**Directions for this task**:
Copy out the records below line for line, changing nothing.

**Data section**:
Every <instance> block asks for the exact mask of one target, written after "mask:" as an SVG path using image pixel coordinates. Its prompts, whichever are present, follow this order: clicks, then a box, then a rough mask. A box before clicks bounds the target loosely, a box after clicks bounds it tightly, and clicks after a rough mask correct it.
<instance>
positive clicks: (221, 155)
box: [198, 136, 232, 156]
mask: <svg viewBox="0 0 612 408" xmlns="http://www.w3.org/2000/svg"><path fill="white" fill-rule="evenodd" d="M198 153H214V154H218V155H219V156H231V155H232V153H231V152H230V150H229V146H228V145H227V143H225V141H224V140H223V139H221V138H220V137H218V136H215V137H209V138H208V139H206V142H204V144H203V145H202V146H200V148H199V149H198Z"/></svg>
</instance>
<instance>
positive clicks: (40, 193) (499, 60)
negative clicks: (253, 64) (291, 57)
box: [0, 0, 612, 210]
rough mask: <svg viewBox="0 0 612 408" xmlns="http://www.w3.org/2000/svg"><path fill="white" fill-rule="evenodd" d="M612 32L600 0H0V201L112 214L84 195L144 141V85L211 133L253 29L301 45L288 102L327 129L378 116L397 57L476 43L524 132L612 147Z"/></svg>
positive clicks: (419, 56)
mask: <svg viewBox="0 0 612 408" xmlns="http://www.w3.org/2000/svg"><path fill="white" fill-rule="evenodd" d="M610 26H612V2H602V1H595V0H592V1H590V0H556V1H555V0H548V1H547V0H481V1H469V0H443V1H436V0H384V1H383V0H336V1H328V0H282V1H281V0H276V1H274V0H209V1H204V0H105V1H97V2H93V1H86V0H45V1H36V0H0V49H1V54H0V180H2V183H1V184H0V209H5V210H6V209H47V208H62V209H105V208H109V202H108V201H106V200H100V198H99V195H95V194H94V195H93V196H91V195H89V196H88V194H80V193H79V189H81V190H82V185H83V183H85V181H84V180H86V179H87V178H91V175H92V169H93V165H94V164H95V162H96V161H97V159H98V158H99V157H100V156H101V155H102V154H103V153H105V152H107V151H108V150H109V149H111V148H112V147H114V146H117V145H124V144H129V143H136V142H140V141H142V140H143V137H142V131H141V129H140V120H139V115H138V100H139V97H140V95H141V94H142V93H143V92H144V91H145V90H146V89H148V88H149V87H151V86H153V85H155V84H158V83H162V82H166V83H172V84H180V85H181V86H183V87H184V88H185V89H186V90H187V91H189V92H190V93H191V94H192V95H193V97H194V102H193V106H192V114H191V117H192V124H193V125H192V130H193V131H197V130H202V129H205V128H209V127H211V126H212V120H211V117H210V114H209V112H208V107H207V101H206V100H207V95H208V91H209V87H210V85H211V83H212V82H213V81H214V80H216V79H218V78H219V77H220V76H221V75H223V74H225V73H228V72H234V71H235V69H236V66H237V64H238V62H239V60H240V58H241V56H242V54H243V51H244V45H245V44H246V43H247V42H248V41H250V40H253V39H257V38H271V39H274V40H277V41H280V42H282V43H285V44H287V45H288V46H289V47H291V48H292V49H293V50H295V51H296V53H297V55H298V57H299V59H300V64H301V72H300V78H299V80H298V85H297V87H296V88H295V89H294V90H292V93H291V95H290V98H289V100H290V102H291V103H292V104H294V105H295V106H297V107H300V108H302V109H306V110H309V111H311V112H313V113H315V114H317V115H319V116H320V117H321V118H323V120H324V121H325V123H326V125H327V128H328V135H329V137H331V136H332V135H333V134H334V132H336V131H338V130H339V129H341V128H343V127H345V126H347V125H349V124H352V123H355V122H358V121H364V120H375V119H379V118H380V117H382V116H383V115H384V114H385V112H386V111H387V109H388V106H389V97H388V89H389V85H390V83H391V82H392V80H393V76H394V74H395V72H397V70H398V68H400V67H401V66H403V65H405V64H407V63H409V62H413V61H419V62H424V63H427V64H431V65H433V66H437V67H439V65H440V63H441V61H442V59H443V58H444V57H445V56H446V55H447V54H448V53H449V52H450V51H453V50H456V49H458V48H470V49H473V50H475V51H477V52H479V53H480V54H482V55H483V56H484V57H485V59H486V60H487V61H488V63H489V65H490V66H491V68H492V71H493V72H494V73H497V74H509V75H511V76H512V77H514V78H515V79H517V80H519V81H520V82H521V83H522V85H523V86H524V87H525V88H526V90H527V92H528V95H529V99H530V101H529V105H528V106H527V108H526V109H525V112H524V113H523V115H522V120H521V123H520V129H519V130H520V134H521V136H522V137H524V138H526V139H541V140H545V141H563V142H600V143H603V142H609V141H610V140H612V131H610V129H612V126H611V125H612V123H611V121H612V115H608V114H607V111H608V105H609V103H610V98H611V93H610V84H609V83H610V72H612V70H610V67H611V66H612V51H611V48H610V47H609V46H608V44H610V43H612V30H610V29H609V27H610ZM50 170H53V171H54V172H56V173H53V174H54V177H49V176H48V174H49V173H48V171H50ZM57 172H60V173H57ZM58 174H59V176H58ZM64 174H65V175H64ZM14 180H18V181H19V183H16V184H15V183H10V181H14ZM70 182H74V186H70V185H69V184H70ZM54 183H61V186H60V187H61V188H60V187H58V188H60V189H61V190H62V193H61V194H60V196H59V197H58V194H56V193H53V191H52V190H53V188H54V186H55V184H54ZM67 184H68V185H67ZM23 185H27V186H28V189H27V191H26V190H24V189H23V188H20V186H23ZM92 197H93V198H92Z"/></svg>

**Result of this task**:
Every <instance> block asks for the exact mask of one target, written after "mask:" as an SVG path using image pixel coordinates. Its prompts, whichever are present, follow this order: clicks, then a box, then a rough mask. A box before clicks bounds the target loosely, a box after clicks bounds it tightly, and clicks after a rough mask correct it.
<instance>
positive clicks: (221, 155)
box: [198, 136, 232, 156]
mask: <svg viewBox="0 0 612 408" xmlns="http://www.w3.org/2000/svg"><path fill="white" fill-rule="evenodd" d="M198 153H214V154H218V155H219V156H231V155H232V153H231V152H230V150H229V146H228V145H227V143H225V141H224V140H223V139H221V138H220V137H218V136H215V137H209V138H208V139H206V142H204V144H203V145H202V146H200V148H199V149H198Z"/></svg>
</instance>
<instance>
positive clicks: (40, 193) (499, 60)
negative clicks: (253, 64) (291, 57)
box: [0, 0, 612, 210]
rough mask: <svg viewBox="0 0 612 408" xmlns="http://www.w3.org/2000/svg"><path fill="white" fill-rule="evenodd" d="M612 32L600 0H0V201L112 214L84 195L144 141V85L211 133L253 29L301 45L288 102L327 129L378 116L397 57L476 43L524 132L612 147Z"/></svg>
positive clicks: (419, 56)
mask: <svg viewBox="0 0 612 408" xmlns="http://www.w3.org/2000/svg"><path fill="white" fill-rule="evenodd" d="M610 26H612V2H602V1H595V0H592V1H590V0H556V1H555V0H548V1H547V0H481V1H469V0H443V1H436V0H384V1H383V0H336V1H328V0H282V1H281V0H276V1H274V0H209V1H204V0H105V1H97V2H93V1H86V0H45V1H36V0H0V49H1V54H0V180H2V183H1V184H0V209H5V210H6V209H47V208H62V209H105V208H109V202H108V201H106V200H100V198H99V195H95V194H94V195H93V196H91V195H89V196H88V194H80V193H79V189H81V190H82V185H83V183H85V181H84V180H86V179H87V178H91V175H92V169H93V165H94V164H95V162H96V161H97V159H98V158H99V157H100V156H101V155H102V154H103V153H105V152H107V151H108V150H109V149H111V148H112V147H114V146H117V145H124V144H129V143H136V142H140V141H142V140H143V137H142V131H141V129H140V120H139V115H138V100H139V97H140V95H141V94H142V93H143V92H144V91H145V90H146V89H148V88H149V87H151V86H153V85H155V84H158V83H162V82H166V83H172V84H180V85H181V86H183V87H184V88H185V89H186V90H187V91H189V92H190V93H191V94H192V95H193V97H194V102H193V106H192V114H191V117H192V124H193V125H192V130H193V131H197V130H202V129H205V128H209V127H211V126H212V120H211V117H210V114H209V112H208V107H207V101H206V100H207V95H208V91H209V87H210V85H211V83H212V82H213V81H214V80H216V79H218V78H219V77H220V76H221V75H223V74H225V73H228V72H234V71H235V69H236V66H237V64H238V62H239V60H240V58H241V56H242V54H243V51H244V45H245V44H246V43H247V42H248V41H250V40H253V39H257V38H271V39H274V40H277V41H280V42H282V43H285V44H287V45H288V46H289V47H291V48H292V49H293V50H295V51H296V53H297V55H298V57H299V59H300V64H301V72H300V78H299V80H298V85H297V87H296V88H295V89H294V90H292V93H291V95H290V98H289V100H290V102H291V103H292V104H294V105H295V106H297V107H300V108H302V109H306V110H309V111H311V112H313V113H315V114H317V115H319V116H320V117H321V118H323V120H324V121H325V123H326V125H327V128H328V135H329V137H331V136H332V135H333V134H334V132H336V131H338V130H339V129H341V128H343V127H345V126H347V125H349V124H352V123H355V122H358V121H364V120H375V119H379V118H380V117H382V116H383V115H384V114H385V112H386V111H387V109H388V106H389V97H388V89H389V85H390V83H391V82H392V80H393V76H394V74H395V72H397V70H398V68H400V67H401V66H403V65H405V64H407V63H409V62H413V61H419V62H424V63H427V64H431V65H433V66H437V67H439V65H440V63H441V61H442V59H443V58H444V57H445V56H446V55H447V54H448V53H449V52H450V51H453V50H456V49H458V48H470V49H473V50H475V51H477V52H479V53H480V54H482V55H483V56H484V57H485V59H486V60H487V61H488V63H489V65H490V66H491V68H492V71H493V72H494V73H497V74H509V75H511V76H512V77H514V78H515V79H517V80H519V81H520V82H521V83H522V85H523V86H524V87H525V88H526V90H527V92H528V95H529V99H530V101H529V105H528V106H527V108H526V109H525V112H524V113H523V115H522V120H521V123H520V129H519V130H520V134H521V136H522V137H524V138H526V139H541V140H545V141H563V142H600V143H603V142H609V141H610V140H612V131H610V129H612V126H611V125H612V123H611V121H612V115H608V114H607V111H608V105H609V103H610V98H611V93H610V84H609V83H610V72H612V70H610V67H611V66H612V51H611V48H610V47H609V46H608V44H610V43H612V30H610V29H609V27H610ZM50 170H53V171H54V172H56V173H53V174H54V177H49V176H48V174H49V173H48V171H50ZM57 172H60V173H57ZM58 174H59V176H58ZM64 174H65V175H64ZM14 180H18V181H19V183H16V184H15V183H10V181H14ZM70 182H74V186H70V185H69V184H70ZM54 183H61V186H60V187H61V188H60V187H58V188H60V189H61V190H62V193H61V194H60V196H59V197H58V194H56V193H53V191H52V190H53V188H54V186H55V184H54ZM67 184H68V185H67ZM23 185H27V186H28V189H27V191H26V190H24V189H23V188H20V186H23ZM92 197H93V198H92Z"/></svg>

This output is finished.